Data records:

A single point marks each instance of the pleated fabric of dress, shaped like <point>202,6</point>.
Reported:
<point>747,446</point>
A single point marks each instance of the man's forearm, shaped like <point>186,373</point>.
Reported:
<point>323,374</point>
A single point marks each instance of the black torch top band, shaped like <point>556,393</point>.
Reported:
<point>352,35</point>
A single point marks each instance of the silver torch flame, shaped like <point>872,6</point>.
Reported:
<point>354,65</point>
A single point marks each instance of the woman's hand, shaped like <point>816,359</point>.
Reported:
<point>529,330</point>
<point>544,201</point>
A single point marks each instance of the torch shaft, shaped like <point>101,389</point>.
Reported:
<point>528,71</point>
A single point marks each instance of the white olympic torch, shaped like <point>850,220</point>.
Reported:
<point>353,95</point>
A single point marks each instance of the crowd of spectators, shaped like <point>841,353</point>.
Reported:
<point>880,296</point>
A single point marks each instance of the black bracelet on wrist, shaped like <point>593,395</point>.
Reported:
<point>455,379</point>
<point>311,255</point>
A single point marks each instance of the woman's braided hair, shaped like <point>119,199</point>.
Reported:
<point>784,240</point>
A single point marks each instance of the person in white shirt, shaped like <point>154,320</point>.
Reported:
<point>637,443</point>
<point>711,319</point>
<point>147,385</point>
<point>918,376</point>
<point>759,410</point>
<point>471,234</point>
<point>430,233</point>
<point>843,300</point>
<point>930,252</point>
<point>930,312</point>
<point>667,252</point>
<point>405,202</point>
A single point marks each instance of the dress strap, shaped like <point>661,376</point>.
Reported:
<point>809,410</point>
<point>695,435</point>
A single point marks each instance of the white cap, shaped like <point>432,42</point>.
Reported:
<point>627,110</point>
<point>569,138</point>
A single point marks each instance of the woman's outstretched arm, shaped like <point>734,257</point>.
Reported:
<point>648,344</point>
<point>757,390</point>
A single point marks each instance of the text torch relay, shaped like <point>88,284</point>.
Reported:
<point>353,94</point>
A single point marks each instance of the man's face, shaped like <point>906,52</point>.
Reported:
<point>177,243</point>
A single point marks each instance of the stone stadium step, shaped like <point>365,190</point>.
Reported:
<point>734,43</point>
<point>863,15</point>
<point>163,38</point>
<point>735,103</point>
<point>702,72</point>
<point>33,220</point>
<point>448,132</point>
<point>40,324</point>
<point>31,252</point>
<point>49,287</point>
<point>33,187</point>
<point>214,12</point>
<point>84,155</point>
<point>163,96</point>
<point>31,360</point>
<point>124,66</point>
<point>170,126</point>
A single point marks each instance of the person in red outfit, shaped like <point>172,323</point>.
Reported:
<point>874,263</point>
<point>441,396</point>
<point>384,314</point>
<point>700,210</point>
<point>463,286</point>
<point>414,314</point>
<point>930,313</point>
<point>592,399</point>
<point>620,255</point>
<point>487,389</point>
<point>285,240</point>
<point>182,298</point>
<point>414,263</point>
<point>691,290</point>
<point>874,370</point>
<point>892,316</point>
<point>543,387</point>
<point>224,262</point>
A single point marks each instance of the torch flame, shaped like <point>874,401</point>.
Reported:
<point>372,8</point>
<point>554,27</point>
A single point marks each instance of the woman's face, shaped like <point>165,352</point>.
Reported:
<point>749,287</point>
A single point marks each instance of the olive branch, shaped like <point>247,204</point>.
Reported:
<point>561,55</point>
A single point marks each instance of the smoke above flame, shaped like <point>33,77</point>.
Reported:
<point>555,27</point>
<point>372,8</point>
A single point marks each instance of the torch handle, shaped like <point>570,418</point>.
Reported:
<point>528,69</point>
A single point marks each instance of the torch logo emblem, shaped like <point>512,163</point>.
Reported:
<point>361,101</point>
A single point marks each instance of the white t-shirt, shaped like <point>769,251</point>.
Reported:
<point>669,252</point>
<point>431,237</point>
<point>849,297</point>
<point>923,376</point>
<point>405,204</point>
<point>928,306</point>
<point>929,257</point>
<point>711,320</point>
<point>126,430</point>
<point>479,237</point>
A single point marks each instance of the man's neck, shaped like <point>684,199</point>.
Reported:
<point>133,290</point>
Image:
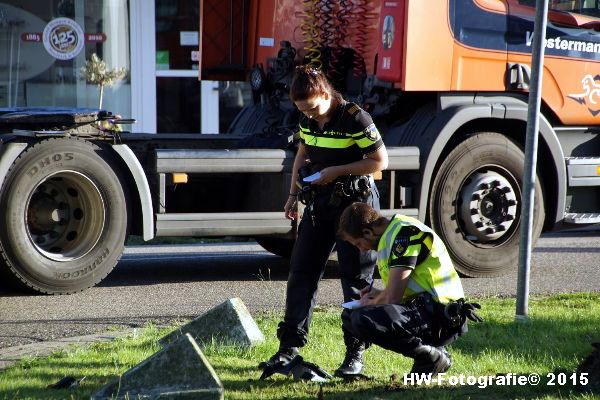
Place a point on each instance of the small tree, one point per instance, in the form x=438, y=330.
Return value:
x=95, y=72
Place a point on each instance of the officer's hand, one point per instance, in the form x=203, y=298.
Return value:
x=291, y=208
x=468, y=311
x=365, y=290
x=328, y=175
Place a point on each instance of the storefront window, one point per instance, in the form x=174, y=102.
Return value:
x=44, y=45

## Task to complete
Reproduce all of the lines above verbatim, leaving out the pictures.

## The output
A single point marks each instance of the pleated fabric of dress, shaped like <point>202,6</point>.
Reported:
<point>747,446</point>
A single point marks each instance of the man's forearm, shaped like <point>186,373</point>.
Reported:
<point>323,374</point>
A single point marks each instance of the black torch top band, shaped like <point>556,393</point>.
Reported:
<point>352,35</point>
A single point marks each instance of the silver torch flame, shaped like <point>872,6</point>.
Reported:
<point>354,65</point>
A single point marks each instance of the woman's hand, shaped like <point>816,359</point>.
Reported:
<point>529,330</point>
<point>544,201</point>
A single point marks each instance of the torch shaft, shaped like <point>101,389</point>.
Reported:
<point>528,71</point>
A single point marks each instance of the white olympic torch, shaped like <point>850,220</point>.
Reported:
<point>353,95</point>
A single point marks each instance of the crowd of spectators, shaped like <point>841,353</point>.
Reported:
<point>880,296</point>
A single point marks each instance of the black bracelet on wrist, shaped like <point>593,395</point>.
Reported:
<point>455,379</point>
<point>311,255</point>
A single point marks each instance of the woman's braided hair, shaped like <point>119,199</point>.
Reported:
<point>784,240</point>
A single point marks each instance of the person in white shirt, shaped like <point>154,320</point>.
Reported:
<point>637,443</point>
<point>711,319</point>
<point>147,385</point>
<point>918,376</point>
<point>759,410</point>
<point>471,234</point>
<point>430,233</point>
<point>843,300</point>
<point>930,252</point>
<point>930,312</point>
<point>667,252</point>
<point>405,202</point>
A single point marks each instance of the dress strap, shaped like <point>661,376</point>.
Reported:
<point>809,410</point>
<point>695,435</point>
A single point marks each instance of the white cap, shaped like <point>432,42</point>.
Reported:
<point>627,110</point>
<point>569,138</point>
A single point marks each instance of the woman's outstretched arm, shaped like <point>734,257</point>.
Reported:
<point>648,344</point>
<point>757,390</point>
A single point marks each instance of the text torch relay, shaped like <point>88,284</point>.
Reported:
<point>353,94</point>
A single point marks each instance of the man's face, shaped like <point>906,52</point>.
Reported:
<point>177,243</point>
A single point marks each instance of the stone stadium step, shaped like <point>365,190</point>.
Reported:
<point>734,43</point>
<point>863,15</point>
<point>163,38</point>
<point>735,103</point>
<point>702,72</point>
<point>33,220</point>
<point>448,132</point>
<point>40,324</point>
<point>31,252</point>
<point>49,287</point>
<point>33,187</point>
<point>214,12</point>
<point>84,155</point>
<point>163,96</point>
<point>31,360</point>
<point>124,66</point>
<point>170,126</point>
A single point marks each instance of the person in red outfit, shaped like <point>172,323</point>.
Reported:
<point>874,263</point>
<point>441,396</point>
<point>384,314</point>
<point>700,210</point>
<point>463,286</point>
<point>414,314</point>
<point>930,313</point>
<point>592,399</point>
<point>620,255</point>
<point>487,389</point>
<point>285,240</point>
<point>182,298</point>
<point>414,263</point>
<point>691,290</point>
<point>874,370</point>
<point>892,316</point>
<point>543,387</point>
<point>224,262</point>
A single point marks each instance of the torch flame, shaped like <point>874,401</point>.
Reported:
<point>372,8</point>
<point>554,27</point>
A single point marks each instance of the woman's face, shaped like <point>165,352</point>.
Reported:
<point>749,287</point>
A single point marks each instance of the olive branch, shaped like <point>247,204</point>.
Reported:
<point>561,55</point>
A single point marks each instance of the smoke above flame, shaped like <point>33,77</point>.
Reported:
<point>555,27</point>
<point>372,8</point>
A single point marks each instance of the torch handle, shaped like <point>570,418</point>.
Reported:
<point>528,69</point>
A single point marks each instance of the torch logo emblem, shaped like <point>512,163</point>.
Reported:
<point>361,101</point>
A single point marks each instance of the white t-shirt, shaped like <point>769,251</point>.
Reported:
<point>669,252</point>
<point>431,237</point>
<point>849,297</point>
<point>923,376</point>
<point>405,204</point>
<point>928,306</point>
<point>929,257</point>
<point>711,320</point>
<point>126,430</point>
<point>479,237</point>
A single point marks each instance of the man's neck, shaped like <point>684,199</point>.
Reported:
<point>133,290</point>
Image:
Place a point on each instance of the small tree, one point per instance, in the form x=438, y=330.
Return value:
x=95, y=72
Place a point on each instance of the officer's hand, one point per instance, in the form x=203, y=298.
Return value:
x=291, y=208
x=468, y=311
x=365, y=290
x=328, y=175
Place a point on each instance of the storefront window, one point per instance, in the form x=174, y=102.
Return value:
x=44, y=45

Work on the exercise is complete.